__Estratto del testo__:
:::::
Disprezzato dai tifosi argentini e italiani, Higuain non salirà mai sull’Olimpo del calcio. Parola di chi lo abita.
Un giorno mi sveglio, qui a Buenos Aires, con la notizia di Higuaín alla Juve. Un’occhiata ad anatemi e piagnistei, e via, la vita continua, mi son detto, ma già al mattino, appena messo piede fuori al portone, i pullman della compagnia “GonzalBus” che stazionavano di fronte casa mi hanno fatto ripiombare nella più cupa disperazione. Non potevo far finta di niente: dovevo pregare gli dèi del calcio perché rispondessero al mio disperato “perché?”.
:::::
__Dati forniti__:
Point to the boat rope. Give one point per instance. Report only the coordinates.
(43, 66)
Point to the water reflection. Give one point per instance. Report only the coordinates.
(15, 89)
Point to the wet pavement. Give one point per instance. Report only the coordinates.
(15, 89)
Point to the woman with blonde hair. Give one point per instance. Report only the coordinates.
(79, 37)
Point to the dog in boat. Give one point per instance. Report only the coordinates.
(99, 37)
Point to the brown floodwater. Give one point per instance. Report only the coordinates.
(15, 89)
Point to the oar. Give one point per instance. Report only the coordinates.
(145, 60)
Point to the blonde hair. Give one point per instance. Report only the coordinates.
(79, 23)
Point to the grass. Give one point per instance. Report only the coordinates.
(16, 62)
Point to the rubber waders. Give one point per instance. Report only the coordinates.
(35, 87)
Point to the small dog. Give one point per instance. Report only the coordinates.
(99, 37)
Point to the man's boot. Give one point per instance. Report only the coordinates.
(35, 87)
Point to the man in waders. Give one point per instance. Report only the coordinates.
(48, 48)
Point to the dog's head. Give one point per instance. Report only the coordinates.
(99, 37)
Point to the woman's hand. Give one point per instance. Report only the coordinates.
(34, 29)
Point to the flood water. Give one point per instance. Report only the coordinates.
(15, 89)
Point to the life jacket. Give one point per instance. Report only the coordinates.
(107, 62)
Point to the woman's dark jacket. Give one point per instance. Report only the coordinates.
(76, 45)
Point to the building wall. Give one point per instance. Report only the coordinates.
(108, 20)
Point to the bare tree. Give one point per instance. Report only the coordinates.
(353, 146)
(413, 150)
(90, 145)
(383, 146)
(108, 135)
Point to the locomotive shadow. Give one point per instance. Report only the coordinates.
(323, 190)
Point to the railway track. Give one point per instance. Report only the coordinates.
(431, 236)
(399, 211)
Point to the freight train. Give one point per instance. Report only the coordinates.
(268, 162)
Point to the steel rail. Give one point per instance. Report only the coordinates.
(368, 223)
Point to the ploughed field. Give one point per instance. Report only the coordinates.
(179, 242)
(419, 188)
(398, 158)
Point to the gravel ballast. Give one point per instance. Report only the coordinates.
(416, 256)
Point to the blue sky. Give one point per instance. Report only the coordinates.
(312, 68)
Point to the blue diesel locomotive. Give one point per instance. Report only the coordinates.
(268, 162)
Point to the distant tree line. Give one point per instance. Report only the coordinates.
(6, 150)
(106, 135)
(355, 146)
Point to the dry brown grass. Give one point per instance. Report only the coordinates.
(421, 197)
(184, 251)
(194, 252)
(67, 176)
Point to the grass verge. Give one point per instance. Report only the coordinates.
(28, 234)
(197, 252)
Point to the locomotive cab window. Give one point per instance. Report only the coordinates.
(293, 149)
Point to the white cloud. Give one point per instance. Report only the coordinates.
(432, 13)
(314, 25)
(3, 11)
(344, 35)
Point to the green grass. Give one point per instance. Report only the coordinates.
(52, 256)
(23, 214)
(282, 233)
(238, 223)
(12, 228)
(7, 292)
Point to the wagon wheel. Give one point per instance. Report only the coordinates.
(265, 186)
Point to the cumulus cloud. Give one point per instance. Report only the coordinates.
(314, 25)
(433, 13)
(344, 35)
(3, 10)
:::::
__Problema posto A__: Secondo l'estratto del testo, in quale città si trova chi scrive quando apprende la notizia di Higuaín alla Juve?
__Problema posto B__: Le affermazioni seguenti concordano con l'estratto del testo? Per ciascuna rispondi sì o no e cita le parole decisive. (i) Chi scrive apprende la notizia di Higuaín alla Juve dopo essere uscito di casa. (ii) Di fronte a casa stazionavano i pullman della compagnia "GonzalBus". (iii) Higuaín è disprezzato dai tifosi argentini e italiani.

__Risposta attesa A__: A Buenos Aires.

__Risposta attesa B__:
(i) No: «Un giorno mi sveglio, qui a Buenos Aires, con la notizia di Higuaín alla Juve».
(ii) Sì: «i pullman della compagnia “GonzalBus” che stazionavano di fronte casa».
(iii) Sì: «Disprezzato dai tifosi argentini e italiani».